[Point annotation dataset records]
++++++++++++++++++++

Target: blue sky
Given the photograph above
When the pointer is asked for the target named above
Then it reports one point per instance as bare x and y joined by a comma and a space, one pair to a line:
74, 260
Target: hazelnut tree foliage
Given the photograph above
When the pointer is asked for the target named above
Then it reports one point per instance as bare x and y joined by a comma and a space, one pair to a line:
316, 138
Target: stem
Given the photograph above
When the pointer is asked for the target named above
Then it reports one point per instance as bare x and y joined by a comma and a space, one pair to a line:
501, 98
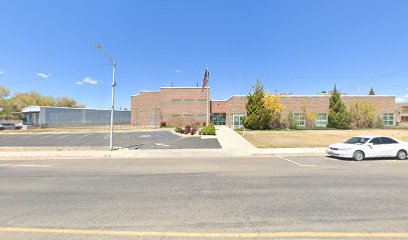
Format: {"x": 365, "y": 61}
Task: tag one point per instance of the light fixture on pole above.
{"x": 113, "y": 93}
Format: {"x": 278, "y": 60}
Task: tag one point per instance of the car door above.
{"x": 376, "y": 148}
{"x": 390, "y": 147}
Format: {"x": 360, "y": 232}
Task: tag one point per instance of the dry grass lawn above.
{"x": 314, "y": 138}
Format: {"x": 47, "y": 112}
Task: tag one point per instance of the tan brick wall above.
{"x": 175, "y": 106}
{"x": 184, "y": 106}
{"x": 218, "y": 106}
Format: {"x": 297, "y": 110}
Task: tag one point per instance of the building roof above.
{"x": 38, "y": 108}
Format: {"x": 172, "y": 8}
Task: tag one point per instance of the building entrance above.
{"x": 218, "y": 118}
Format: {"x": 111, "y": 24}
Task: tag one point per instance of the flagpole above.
{"x": 208, "y": 99}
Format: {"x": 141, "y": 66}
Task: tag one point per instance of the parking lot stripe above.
{"x": 209, "y": 234}
{"x": 302, "y": 165}
{"x": 23, "y": 165}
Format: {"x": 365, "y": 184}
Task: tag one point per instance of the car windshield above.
{"x": 357, "y": 140}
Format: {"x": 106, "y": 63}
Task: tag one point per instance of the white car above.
{"x": 359, "y": 148}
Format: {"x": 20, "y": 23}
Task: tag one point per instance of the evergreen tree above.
{"x": 339, "y": 116}
{"x": 258, "y": 116}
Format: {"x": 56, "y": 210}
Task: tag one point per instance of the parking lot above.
{"x": 132, "y": 140}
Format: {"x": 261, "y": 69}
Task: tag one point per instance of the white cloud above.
{"x": 87, "y": 80}
{"x": 43, "y": 75}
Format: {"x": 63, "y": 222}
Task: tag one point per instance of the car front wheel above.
{"x": 401, "y": 155}
{"x": 358, "y": 155}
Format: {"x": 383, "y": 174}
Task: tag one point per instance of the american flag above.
{"x": 205, "y": 80}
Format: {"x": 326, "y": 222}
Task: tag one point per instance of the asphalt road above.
{"x": 115, "y": 199}
{"x": 133, "y": 140}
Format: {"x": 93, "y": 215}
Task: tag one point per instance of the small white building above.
{"x": 46, "y": 116}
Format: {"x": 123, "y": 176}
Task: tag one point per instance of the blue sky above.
{"x": 301, "y": 47}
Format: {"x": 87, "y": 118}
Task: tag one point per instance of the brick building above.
{"x": 402, "y": 114}
{"x": 188, "y": 105}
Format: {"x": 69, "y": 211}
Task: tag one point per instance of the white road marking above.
{"x": 63, "y": 136}
{"x": 27, "y": 136}
{"x": 23, "y": 165}
{"x": 44, "y": 136}
{"x": 162, "y": 144}
{"x": 86, "y": 135}
{"x": 302, "y": 165}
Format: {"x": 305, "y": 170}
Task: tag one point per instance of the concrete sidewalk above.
{"x": 35, "y": 154}
{"x": 231, "y": 140}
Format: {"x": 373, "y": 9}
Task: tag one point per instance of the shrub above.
{"x": 178, "y": 129}
{"x": 208, "y": 130}
{"x": 187, "y": 129}
{"x": 193, "y": 130}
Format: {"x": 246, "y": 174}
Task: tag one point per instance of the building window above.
{"x": 300, "y": 119}
{"x": 238, "y": 120}
{"x": 388, "y": 119}
{"x": 321, "y": 120}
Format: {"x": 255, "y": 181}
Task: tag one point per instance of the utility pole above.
{"x": 113, "y": 93}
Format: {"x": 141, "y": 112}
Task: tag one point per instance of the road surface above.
{"x": 201, "y": 197}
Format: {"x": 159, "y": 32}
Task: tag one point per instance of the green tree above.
{"x": 363, "y": 114}
{"x": 339, "y": 116}
{"x": 258, "y": 115}
{"x": 371, "y": 92}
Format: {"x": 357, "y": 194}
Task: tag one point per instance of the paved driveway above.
{"x": 133, "y": 140}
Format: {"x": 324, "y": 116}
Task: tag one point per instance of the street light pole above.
{"x": 113, "y": 93}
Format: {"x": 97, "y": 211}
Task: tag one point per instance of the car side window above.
{"x": 376, "y": 141}
{"x": 388, "y": 140}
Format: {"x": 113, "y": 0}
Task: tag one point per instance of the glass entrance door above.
{"x": 218, "y": 118}
{"x": 238, "y": 120}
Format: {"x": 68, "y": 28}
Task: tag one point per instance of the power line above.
{"x": 58, "y": 75}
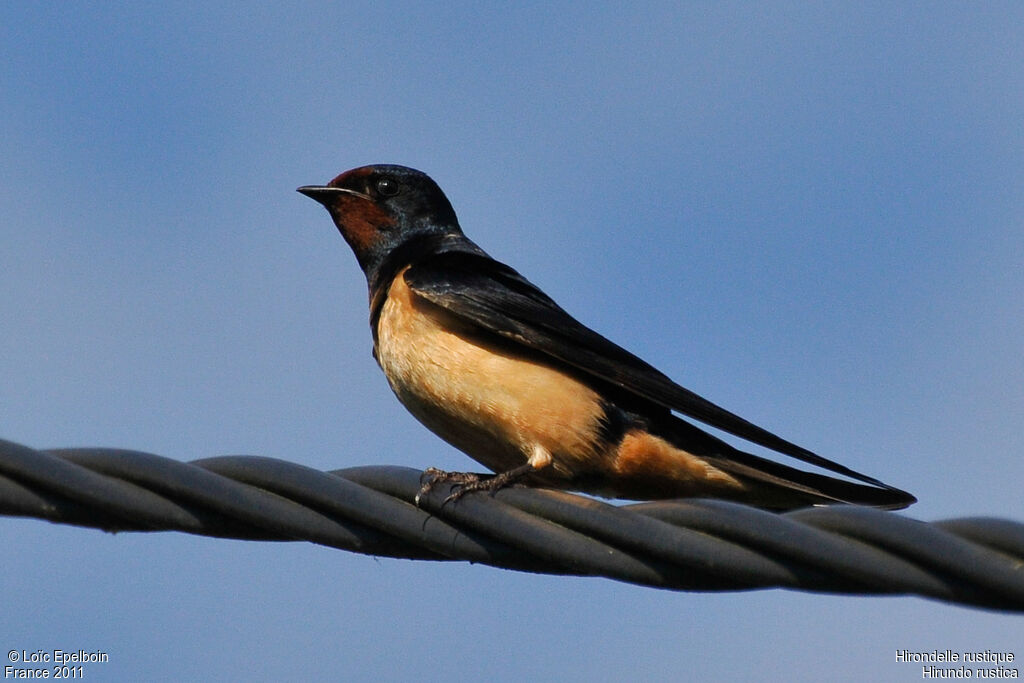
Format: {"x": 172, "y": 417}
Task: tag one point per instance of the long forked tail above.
{"x": 771, "y": 484}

++++++++++++++++++++

#### To be done
Each entry above should be reproduced exactly, with the pictures removed.

#### Task result
Target: blue sky
Given the photograph above
When the pointer is asked for the target named above
Then it reports one point per instance as bare x and y joined by a comma and a space, one pair to a line:
74, 260
Target: hazelnut tree foliage
Given the photograph above
When the pointer is asked for the target named above
Then it reports one point per instance as bare x and y joined by a comma and a space, one pair to a line:
316, 138
Target: stem
Given the photograph above
When the pointer is asked for the target named above
Then it reports one point per instance as bare x and y joined by a comma and a space, one pair to a line:
501, 98
Format: {"x": 365, "y": 61}
Task: tag one point per instance of the light fixture on pole above.
{"x": 113, "y": 93}
Format: {"x": 278, "y": 60}
Task: tag one point per instance of the car door above.
{"x": 376, "y": 148}
{"x": 390, "y": 147}
Format: {"x": 360, "y": 232}
Task: tag one point per instance of the dry grass lawn above.
{"x": 314, "y": 138}
Format: {"x": 47, "y": 112}
Task: tag one point per instance of the tan brick wall above.
{"x": 175, "y": 106}
{"x": 184, "y": 106}
{"x": 218, "y": 106}
Format: {"x": 297, "y": 110}
Task: tag one point per instance of the building roof above.
{"x": 38, "y": 108}
Format: {"x": 172, "y": 8}
Task: tag one point per instance of the building entrance above.
{"x": 218, "y": 118}
Format: {"x": 111, "y": 24}
Task: tag one point per instance of the flagpole above.
{"x": 208, "y": 99}
Format: {"x": 141, "y": 66}
Task: tag one point per instance of the parking lot stripe above.
{"x": 209, "y": 234}
{"x": 302, "y": 165}
{"x": 23, "y": 165}
Format: {"x": 365, "y": 184}
Task: tag one point per instance of the car windshield above.
{"x": 357, "y": 140}
Format: {"x": 106, "y": 63}
Task: tag one point per instance of the white car above.
{"x": 359, "y": 148}
Format: {"x": 20, "y": 23}
Task: tag one point per instance of the evergreen tree above.
{"x": 339, "y": 116}
{"x": 258, "y": 116}
Format: {"x": 56, "y": 210}
Task: tag one point per instance of the parking lot above.
{"x": 132, "y": 140}
Format: {"x": 261, "y": 69}
Task: tag one point per instance of the white cloud above.
{"x": 87, "y": 80}
{"x": 43, "y": 75}
Format: {"x": 63, "y": 222}
Task: tag one point per instance of the car front wheel above.
{"x": 401, "y": 155}
{"x": 358, "y": 155}
Format: {"x": 383, "y": 174}
Task: tag one point per instance of the american flag above.
{"x": 205, "y": 80}
Format: {"x": 326, "y": 222}
Task: tag one point per instance of the asphalt road above.
{"x": 115, "y": 199}
{"x": 133, "y": 140}
Format: {"x": 93, "y": 215}
Task: tag one point per instance of the small white building above.
{"x": 46, "y": 116}
Format: {"x": 123, "y": 176}
Task: tag one point per instance of the blue sky above.
{"x": 301, "y": 47}
Format: {"x": 87, "y": 118}
Task: tag one point per instance of the brick building above.
{"x": 402, "y": 114}
{"x": 188, "y": 105}
Format: {"x": 69, "y": 211}
Task: tag one point per instance of the white road marking above.
{"x": 63, "y": 136}
{"x": 27, "y": 136}
{"x": 23, "y": 165}
{"x": 44, "y": 136}
{"x": 162, "y": 144}
{"x": 86, "y": 135}
{"x": 302, "y": 165}
Format: {"x": 305, "y": 170}
Task: tag one point per instance of the concrete sidewalk above.
{"x": 35, "y": 154}
{"x": 231, "y": 140}
Format: {"x": 373, "y": 9}
Task: tag one point per instance of the shrub above.
{"x": 178, "y": 129}
{"x": 208, "y": 130}
{"x": 187, "y": 129}
{"x": 193, "y": 130}
Format: {"x": 246, "y": 174}
Task: tag one point per instance of the building window above.
{"x": 300, "y": 119}
{"x": 238, "y": 120}
{"x": 388, "y": 119}
{"x": 321, "y": 120}
Format: {"x": 255, "y": 181}
Task: tag one point per instance of the utility pole above.
{"x": 113, "y": 93}
Format: {"x": 141, "y": 112}
Task: tag one point per instance of the road surface above.
{"x": 201, "y": 197}
Format: {"x": 159, "y": 32}
Task: tag one point per instance of the green tree above.
{"x": 363, "y": 114}
{"x": 339, "y": 116}
{"x": 258, "y": 115}
{"x": 371, "y": 92}
Format: {"x": 357, "y": 194}
Task: tag one point per instance of the paved driveway above.
{"x": 133, "y": 140}
Format: {"x": 324, "y": 116}
Task: tag one point per instance of the street light pole above.
{"x": 113, "y": 93}
Format: {"x": 97, "y": 211}
Task: tag one point per instance of the car side window above.
{"x": 376, "y": 141}
{"x": 388, "y": 140}
Format: {"x": 113, "y": 0}
Task: tag one point per instance of the glass entrance door above.
{"x": 218, "y": 118}
{"x": 238, "y": 120}
Format: {"x": 68, "y": 28}
Task: tag one point per instance of the power line above.
{"x": 58, "y": 75}
Format: {"x": 172, "y": 417}
Task: tag one point per instance of the long forked tail above.
{"x": 771, "y": 484}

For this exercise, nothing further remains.